[Start of Data to process]

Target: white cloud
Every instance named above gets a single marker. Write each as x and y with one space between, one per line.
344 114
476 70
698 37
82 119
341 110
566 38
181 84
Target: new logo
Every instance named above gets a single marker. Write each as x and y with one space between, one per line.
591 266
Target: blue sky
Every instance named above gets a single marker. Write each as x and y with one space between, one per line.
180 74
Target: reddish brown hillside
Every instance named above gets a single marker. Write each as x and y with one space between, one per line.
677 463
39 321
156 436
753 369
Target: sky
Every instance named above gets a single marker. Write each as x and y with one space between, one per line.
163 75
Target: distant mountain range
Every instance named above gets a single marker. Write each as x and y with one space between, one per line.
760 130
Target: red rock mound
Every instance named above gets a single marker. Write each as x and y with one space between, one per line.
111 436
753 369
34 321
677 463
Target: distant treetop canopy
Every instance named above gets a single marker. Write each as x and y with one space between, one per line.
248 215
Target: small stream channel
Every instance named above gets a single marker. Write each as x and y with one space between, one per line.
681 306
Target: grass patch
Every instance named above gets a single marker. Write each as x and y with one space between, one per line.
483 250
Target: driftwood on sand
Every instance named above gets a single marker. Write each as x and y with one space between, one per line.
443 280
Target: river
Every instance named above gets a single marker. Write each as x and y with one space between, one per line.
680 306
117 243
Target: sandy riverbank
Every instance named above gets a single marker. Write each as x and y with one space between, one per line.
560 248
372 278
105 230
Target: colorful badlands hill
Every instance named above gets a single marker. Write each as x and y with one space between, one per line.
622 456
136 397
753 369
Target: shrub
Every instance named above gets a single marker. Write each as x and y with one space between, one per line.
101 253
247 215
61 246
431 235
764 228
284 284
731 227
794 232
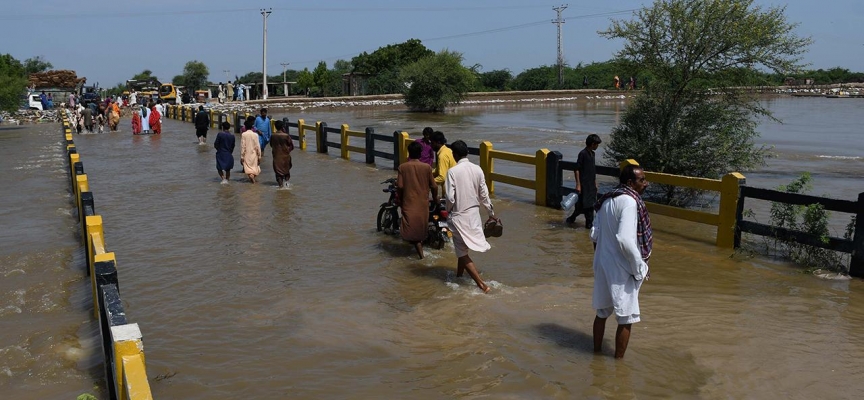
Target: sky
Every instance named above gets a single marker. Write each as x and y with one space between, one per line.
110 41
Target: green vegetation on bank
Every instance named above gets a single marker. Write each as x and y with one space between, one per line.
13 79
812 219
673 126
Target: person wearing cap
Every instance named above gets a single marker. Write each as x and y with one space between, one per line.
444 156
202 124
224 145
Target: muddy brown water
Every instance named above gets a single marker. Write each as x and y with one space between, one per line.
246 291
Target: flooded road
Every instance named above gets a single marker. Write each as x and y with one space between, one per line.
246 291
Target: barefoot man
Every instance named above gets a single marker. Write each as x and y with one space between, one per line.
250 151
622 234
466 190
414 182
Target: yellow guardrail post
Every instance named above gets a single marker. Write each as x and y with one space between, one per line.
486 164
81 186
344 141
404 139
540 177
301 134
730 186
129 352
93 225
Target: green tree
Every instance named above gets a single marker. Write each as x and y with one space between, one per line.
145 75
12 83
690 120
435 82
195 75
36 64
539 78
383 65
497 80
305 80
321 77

[End of Data to process]
[Start of Data to process]

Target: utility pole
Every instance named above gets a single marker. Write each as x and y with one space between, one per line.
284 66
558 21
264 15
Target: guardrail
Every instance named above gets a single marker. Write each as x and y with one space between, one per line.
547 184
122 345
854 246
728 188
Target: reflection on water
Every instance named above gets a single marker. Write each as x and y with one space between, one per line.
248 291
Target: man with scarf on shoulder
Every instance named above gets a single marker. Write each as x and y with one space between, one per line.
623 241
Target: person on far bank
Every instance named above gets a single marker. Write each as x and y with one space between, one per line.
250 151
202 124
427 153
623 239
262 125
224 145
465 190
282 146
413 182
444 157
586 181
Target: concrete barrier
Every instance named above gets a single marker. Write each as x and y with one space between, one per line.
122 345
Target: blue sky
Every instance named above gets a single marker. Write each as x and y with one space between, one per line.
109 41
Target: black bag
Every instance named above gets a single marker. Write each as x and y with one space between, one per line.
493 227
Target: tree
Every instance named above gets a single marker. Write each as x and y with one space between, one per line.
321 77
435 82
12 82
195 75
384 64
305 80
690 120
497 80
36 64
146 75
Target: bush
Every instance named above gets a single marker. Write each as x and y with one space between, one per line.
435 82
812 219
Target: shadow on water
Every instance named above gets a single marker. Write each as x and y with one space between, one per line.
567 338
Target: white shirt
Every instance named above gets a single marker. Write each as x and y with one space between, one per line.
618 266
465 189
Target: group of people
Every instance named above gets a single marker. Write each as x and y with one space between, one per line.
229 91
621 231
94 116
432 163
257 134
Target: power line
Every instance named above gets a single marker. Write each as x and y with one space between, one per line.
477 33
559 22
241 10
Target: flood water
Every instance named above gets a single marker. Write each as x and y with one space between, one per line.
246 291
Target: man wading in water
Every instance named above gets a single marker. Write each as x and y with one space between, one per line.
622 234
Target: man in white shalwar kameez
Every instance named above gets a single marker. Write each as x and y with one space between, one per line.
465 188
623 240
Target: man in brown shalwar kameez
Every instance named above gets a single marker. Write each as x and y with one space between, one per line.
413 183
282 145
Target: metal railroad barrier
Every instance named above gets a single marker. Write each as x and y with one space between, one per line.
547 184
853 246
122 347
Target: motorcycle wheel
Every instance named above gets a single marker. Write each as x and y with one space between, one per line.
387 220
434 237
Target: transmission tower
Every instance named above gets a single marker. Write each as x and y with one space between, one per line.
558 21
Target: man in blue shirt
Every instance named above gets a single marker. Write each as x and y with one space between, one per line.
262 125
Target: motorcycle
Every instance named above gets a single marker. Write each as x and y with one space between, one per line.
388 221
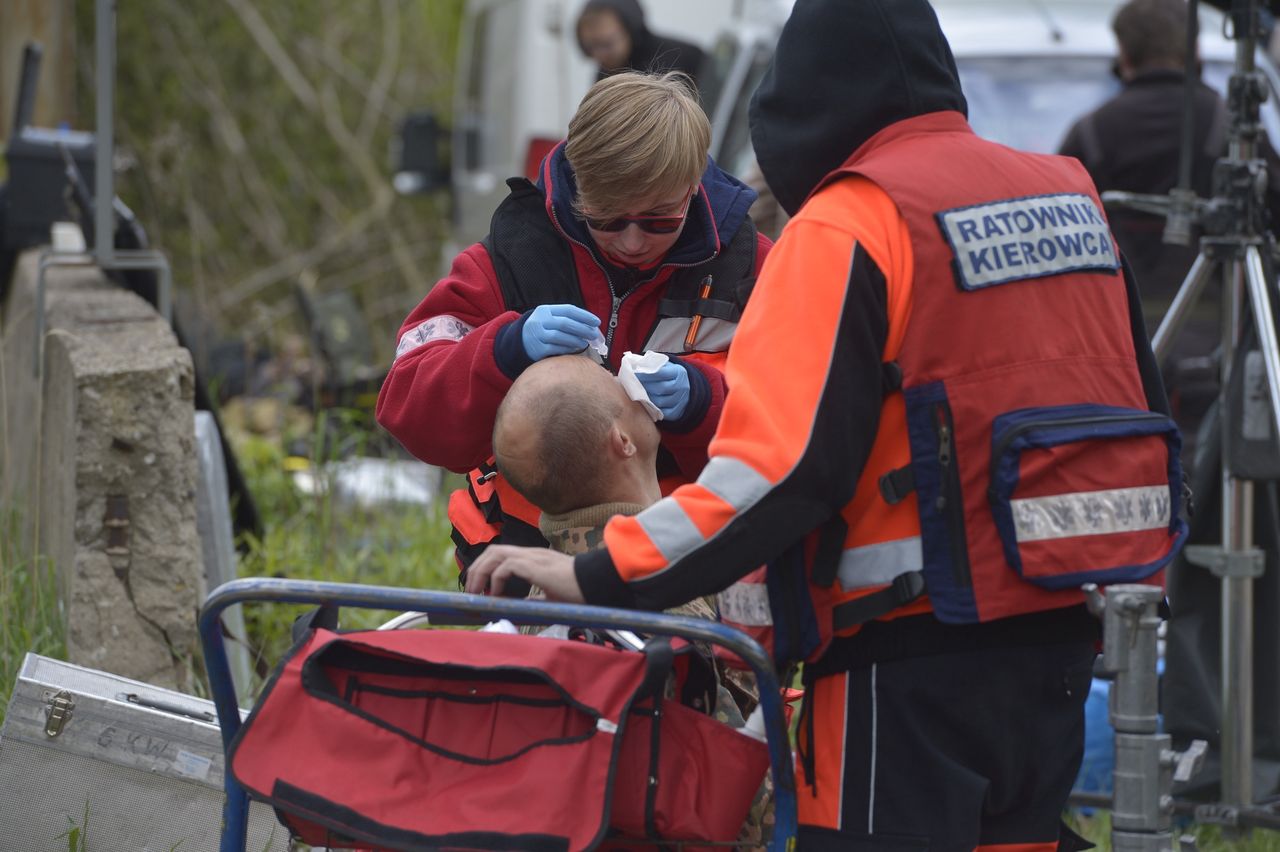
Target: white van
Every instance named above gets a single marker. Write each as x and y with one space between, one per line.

[End of Data to process]
[Start of Data to process]

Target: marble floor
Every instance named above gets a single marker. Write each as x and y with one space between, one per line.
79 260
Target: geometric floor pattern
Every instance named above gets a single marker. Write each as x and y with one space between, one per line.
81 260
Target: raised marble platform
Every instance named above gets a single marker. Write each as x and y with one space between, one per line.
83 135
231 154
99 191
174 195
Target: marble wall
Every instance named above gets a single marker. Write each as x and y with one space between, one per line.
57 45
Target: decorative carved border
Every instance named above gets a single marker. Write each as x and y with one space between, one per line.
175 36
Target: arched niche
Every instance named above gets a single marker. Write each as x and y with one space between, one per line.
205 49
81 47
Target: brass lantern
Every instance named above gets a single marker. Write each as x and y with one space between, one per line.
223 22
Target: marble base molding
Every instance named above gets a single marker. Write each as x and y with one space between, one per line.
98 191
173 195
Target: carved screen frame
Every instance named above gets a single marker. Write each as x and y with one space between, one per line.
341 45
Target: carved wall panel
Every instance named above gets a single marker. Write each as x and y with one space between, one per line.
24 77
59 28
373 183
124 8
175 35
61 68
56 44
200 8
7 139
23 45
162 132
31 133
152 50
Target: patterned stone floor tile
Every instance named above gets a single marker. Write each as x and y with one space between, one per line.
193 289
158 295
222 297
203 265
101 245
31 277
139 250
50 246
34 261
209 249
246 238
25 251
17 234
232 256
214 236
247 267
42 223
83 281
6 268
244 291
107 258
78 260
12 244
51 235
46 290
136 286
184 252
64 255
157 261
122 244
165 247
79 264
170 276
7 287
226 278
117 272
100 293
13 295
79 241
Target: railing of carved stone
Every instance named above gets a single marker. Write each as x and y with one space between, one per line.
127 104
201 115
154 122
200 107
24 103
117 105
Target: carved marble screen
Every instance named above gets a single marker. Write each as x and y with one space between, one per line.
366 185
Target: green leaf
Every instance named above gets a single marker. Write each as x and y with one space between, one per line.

[End of Data to process]

Which lines above contain the word "screen"? Extract each of them in full.

Target: carved screen frame
Target: carved marble screen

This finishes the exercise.